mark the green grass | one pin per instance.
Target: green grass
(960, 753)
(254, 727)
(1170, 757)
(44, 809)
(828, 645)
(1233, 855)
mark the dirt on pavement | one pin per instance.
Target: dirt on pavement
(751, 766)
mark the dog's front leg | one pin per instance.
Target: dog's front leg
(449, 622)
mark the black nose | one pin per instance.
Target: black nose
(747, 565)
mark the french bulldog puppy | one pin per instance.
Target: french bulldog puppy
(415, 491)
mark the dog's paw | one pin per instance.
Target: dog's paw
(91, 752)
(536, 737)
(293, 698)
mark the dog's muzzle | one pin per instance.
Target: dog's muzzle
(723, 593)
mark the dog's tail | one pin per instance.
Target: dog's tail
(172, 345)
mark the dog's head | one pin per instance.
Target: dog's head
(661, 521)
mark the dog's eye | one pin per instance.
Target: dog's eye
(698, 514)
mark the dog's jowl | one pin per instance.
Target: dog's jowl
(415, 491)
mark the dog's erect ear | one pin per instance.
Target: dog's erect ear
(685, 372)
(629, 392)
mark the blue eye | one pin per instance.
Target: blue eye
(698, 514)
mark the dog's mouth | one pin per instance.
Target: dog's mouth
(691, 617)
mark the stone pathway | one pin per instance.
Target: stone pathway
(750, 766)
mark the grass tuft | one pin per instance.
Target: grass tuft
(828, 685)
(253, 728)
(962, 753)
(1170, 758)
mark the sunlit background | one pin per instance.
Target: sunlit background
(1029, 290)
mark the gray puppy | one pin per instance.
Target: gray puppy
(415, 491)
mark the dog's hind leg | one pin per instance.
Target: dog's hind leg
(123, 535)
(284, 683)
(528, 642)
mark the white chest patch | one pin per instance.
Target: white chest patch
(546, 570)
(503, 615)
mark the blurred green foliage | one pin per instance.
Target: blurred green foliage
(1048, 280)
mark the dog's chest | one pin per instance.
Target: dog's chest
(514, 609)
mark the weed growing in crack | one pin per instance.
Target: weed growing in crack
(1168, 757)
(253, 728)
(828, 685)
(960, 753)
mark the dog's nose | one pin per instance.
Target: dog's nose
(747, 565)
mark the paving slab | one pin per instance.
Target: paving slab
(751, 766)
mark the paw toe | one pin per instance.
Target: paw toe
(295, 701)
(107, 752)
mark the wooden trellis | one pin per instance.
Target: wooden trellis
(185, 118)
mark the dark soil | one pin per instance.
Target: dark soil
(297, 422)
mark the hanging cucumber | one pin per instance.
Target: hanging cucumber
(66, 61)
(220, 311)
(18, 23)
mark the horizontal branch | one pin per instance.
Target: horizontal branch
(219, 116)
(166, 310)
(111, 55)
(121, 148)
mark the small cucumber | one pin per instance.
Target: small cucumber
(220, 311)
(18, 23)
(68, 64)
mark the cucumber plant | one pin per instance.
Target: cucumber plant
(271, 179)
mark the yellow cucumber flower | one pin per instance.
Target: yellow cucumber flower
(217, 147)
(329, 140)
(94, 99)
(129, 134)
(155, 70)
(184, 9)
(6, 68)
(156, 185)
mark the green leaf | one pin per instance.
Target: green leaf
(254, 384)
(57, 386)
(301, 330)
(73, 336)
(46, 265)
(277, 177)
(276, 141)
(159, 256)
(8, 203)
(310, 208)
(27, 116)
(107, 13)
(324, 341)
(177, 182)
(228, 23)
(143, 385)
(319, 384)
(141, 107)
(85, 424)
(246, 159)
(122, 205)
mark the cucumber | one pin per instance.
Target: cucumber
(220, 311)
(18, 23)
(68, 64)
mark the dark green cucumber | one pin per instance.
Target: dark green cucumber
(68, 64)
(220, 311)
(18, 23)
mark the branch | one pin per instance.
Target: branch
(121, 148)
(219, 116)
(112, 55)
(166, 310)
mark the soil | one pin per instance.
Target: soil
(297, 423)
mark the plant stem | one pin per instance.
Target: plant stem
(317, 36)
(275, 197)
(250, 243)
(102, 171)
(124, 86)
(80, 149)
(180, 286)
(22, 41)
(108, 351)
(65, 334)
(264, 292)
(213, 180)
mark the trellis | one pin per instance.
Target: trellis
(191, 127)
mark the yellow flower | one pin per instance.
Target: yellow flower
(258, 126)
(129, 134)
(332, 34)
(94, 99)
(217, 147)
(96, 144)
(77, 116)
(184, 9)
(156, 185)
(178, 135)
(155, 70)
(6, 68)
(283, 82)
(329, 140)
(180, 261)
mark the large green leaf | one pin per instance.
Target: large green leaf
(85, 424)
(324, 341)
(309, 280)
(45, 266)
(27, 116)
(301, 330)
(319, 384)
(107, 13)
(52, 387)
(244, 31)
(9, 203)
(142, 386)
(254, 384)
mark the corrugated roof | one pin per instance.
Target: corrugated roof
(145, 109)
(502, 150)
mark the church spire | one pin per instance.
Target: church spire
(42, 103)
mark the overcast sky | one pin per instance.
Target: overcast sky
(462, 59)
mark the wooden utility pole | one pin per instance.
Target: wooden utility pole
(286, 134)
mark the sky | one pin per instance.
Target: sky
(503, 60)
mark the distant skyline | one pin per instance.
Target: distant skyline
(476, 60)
+---+
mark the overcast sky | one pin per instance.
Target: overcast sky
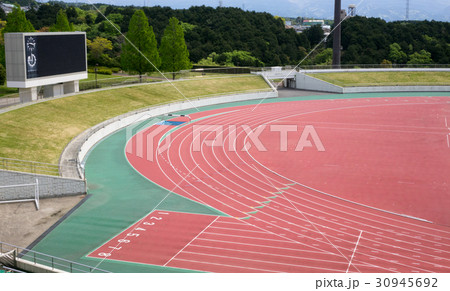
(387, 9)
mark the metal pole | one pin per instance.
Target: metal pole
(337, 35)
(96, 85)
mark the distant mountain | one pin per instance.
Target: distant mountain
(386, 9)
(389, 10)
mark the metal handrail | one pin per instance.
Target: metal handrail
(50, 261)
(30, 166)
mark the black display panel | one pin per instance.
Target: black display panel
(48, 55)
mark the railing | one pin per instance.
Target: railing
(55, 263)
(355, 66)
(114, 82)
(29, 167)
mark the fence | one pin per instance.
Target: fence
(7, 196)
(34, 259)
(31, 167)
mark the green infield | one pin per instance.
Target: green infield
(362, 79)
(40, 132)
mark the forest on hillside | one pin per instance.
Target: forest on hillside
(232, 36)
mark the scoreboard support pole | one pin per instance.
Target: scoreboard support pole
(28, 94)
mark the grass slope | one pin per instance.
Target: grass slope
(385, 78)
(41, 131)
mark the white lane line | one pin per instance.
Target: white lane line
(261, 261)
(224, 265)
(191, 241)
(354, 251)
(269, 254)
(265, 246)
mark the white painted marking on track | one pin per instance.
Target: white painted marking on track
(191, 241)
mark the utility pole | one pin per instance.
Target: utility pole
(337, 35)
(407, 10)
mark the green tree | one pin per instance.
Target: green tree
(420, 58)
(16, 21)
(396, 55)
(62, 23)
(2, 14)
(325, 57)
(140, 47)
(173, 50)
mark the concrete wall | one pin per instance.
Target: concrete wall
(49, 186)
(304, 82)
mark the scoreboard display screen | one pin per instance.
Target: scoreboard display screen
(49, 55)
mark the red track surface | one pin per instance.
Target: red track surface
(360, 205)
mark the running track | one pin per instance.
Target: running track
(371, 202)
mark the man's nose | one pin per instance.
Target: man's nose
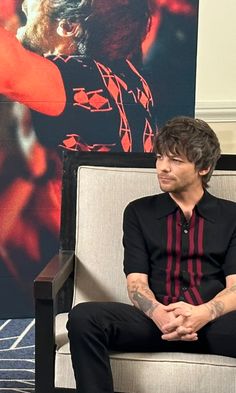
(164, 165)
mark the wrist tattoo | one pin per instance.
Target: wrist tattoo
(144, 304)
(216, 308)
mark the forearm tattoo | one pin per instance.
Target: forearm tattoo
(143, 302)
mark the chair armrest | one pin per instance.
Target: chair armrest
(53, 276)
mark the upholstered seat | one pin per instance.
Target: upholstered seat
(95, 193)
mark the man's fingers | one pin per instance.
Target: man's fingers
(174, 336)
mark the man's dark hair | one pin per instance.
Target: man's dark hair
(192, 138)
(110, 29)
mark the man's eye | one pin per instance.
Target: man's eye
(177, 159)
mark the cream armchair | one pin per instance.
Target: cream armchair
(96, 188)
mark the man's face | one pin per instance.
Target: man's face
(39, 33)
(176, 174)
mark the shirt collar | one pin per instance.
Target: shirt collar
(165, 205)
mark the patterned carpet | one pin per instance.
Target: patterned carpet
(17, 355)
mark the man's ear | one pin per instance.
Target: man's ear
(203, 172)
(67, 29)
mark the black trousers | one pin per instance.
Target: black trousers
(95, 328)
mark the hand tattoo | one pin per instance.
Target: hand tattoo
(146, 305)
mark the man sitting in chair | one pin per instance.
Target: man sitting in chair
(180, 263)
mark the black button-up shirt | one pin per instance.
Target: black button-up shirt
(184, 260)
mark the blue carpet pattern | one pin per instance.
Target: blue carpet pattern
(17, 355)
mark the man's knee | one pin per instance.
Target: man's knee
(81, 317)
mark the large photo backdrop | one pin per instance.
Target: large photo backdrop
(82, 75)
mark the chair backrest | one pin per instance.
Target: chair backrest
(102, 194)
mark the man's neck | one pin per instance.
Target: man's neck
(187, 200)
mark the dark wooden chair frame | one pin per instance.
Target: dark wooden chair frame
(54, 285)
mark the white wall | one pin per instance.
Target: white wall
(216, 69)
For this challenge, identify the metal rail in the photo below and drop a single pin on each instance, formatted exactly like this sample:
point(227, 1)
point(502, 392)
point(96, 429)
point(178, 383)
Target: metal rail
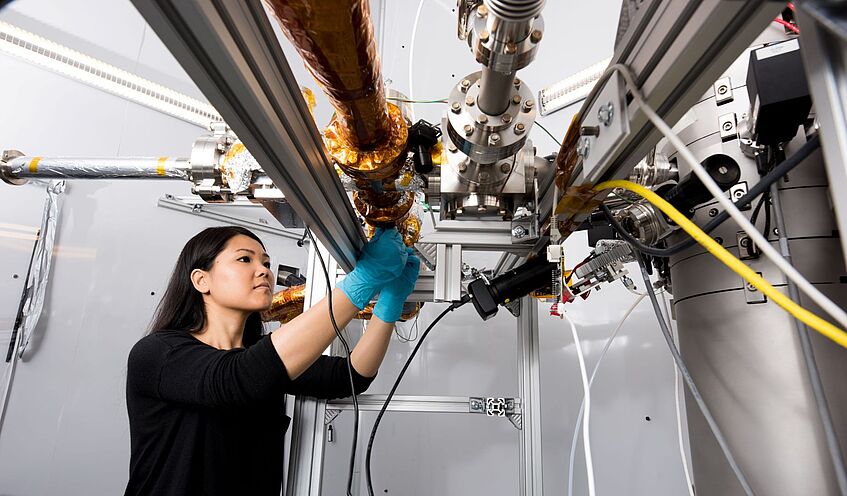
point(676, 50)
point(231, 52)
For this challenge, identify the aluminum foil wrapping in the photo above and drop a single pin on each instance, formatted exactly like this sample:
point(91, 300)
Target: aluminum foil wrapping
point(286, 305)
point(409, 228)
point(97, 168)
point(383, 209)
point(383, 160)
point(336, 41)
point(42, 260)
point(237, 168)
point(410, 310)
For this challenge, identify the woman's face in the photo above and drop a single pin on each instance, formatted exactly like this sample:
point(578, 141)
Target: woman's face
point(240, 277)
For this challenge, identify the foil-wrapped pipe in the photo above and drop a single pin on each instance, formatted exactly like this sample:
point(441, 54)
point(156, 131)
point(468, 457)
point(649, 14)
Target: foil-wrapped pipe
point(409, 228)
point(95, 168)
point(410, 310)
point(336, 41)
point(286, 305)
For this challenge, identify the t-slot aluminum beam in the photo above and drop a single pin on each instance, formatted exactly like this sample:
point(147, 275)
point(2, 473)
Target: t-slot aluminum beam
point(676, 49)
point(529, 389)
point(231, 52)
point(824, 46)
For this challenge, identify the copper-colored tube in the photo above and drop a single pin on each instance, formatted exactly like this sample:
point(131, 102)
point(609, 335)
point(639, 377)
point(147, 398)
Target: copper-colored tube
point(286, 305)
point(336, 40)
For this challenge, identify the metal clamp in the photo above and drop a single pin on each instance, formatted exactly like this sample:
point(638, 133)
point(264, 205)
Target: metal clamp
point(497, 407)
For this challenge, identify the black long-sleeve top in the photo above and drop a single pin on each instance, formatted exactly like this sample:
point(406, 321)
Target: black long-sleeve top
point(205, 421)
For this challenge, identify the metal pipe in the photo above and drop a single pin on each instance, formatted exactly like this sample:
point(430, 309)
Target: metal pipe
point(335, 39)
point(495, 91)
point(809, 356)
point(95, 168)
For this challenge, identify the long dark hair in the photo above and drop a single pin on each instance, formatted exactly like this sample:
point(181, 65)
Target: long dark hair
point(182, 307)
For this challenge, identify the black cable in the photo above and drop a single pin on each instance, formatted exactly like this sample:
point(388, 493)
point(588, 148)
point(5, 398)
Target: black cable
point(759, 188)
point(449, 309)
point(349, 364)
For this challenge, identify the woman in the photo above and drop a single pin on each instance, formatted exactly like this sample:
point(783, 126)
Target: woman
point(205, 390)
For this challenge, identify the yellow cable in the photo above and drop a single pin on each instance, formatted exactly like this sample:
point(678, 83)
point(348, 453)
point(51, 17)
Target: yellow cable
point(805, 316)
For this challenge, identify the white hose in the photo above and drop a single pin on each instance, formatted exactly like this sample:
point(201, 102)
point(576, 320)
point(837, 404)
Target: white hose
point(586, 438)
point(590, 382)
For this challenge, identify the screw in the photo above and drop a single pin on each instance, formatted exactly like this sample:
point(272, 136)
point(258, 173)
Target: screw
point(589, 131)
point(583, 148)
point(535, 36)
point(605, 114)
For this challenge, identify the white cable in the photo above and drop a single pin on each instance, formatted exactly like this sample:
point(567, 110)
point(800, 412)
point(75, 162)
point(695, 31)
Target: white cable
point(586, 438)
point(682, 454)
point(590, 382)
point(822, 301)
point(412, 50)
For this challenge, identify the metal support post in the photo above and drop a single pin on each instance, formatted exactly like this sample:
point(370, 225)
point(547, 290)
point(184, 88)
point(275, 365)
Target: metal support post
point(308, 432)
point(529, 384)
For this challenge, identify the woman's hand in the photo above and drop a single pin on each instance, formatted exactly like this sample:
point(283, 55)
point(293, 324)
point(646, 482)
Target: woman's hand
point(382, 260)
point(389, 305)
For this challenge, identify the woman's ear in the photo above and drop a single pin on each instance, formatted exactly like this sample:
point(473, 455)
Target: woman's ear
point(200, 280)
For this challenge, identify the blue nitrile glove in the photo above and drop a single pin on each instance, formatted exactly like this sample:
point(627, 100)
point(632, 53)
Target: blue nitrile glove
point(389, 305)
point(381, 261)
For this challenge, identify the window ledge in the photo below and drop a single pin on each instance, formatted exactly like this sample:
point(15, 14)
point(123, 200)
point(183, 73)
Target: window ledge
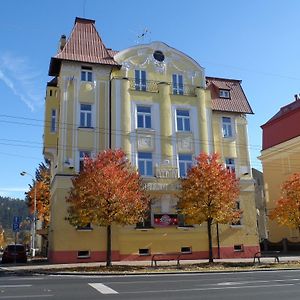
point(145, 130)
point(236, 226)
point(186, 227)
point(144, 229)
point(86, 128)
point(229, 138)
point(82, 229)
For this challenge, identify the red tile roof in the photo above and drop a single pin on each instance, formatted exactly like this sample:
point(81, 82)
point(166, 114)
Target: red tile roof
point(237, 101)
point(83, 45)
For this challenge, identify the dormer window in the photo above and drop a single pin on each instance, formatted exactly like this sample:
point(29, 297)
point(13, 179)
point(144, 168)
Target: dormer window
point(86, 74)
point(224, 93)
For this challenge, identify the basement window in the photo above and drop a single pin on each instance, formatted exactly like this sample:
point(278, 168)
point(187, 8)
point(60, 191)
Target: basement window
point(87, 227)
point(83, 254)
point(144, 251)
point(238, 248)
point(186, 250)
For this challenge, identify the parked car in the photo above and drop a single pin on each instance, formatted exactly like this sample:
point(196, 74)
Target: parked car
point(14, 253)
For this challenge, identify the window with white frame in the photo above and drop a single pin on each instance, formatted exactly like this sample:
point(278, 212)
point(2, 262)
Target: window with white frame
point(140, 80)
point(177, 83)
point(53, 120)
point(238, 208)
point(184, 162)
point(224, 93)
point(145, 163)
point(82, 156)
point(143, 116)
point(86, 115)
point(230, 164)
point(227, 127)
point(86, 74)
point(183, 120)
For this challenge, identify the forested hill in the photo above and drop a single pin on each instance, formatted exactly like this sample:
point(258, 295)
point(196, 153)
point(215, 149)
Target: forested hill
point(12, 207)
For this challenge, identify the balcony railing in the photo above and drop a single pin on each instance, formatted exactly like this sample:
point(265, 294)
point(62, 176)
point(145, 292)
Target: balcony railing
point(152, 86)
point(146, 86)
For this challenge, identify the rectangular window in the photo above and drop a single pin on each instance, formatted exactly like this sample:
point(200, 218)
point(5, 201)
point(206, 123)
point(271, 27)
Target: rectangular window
+---+
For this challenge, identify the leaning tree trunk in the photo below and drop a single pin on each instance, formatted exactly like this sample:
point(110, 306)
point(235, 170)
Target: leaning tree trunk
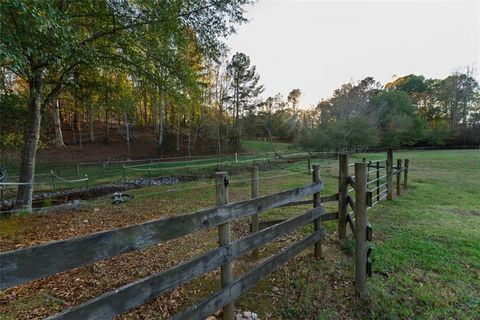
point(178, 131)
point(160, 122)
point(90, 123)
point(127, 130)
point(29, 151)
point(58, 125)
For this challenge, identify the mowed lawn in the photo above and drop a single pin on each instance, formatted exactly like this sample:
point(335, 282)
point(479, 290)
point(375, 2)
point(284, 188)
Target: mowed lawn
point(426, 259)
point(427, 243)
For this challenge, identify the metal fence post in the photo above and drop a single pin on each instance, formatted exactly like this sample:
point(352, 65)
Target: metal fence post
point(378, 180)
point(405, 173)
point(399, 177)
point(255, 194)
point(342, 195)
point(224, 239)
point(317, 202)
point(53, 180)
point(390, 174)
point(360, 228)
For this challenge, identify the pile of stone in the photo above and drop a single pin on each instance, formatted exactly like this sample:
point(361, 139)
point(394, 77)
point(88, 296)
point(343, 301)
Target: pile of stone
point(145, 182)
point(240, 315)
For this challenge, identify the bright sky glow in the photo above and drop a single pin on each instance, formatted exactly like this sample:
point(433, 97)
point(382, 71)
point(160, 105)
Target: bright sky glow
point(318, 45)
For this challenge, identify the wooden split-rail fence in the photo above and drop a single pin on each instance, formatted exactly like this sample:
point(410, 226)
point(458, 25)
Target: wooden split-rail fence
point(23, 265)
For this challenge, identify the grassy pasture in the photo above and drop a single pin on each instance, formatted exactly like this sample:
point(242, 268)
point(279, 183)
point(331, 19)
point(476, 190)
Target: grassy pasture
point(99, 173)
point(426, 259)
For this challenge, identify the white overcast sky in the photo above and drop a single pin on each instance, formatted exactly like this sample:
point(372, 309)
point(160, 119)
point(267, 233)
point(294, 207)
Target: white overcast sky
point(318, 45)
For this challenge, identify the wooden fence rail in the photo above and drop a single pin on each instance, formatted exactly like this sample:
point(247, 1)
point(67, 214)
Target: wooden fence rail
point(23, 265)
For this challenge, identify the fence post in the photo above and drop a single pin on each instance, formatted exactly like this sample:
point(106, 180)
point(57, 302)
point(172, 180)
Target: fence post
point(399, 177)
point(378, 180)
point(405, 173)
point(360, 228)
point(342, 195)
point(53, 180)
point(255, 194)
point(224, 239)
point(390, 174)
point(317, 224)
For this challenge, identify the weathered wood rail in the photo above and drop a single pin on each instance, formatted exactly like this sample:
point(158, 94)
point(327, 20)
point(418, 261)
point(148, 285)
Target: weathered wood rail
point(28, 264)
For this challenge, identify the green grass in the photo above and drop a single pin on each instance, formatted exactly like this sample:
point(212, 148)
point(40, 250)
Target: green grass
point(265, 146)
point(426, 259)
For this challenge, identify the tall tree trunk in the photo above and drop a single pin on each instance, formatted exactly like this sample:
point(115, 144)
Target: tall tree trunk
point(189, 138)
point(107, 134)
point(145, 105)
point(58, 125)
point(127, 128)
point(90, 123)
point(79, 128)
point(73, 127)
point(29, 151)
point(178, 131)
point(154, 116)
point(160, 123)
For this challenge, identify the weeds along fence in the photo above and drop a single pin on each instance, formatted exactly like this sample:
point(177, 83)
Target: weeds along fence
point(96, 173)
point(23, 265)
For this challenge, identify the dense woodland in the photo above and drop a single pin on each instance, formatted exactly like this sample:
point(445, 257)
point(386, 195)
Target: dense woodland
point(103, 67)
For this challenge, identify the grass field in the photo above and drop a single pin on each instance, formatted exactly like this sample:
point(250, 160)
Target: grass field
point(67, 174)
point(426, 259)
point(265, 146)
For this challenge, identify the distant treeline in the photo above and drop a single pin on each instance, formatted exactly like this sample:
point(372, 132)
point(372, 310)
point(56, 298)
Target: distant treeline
+---+
*THE TASK*. Return, unchanged, the run of lines above that opens with the line containing "mark the green grass | one pin per instance." and closes with the line containing "mark the black nose | one pin per instance.". Include both.

*SOLUTION TO THIS TASK*.
mark the green grass | one pin per instance.
Target: green grass
(960, 753)
(254, 727)
(1170, 757)
(44, 809)
(828, 645)
(1233, 855)
mark the dirt on pavement | one pin per instance.
Target: dirt on pavement
(751, 766)
mark the dog's front leg | one pin per instance.
Target: dog's front leg
(449, 622)
mark the black nose | one pin per instance.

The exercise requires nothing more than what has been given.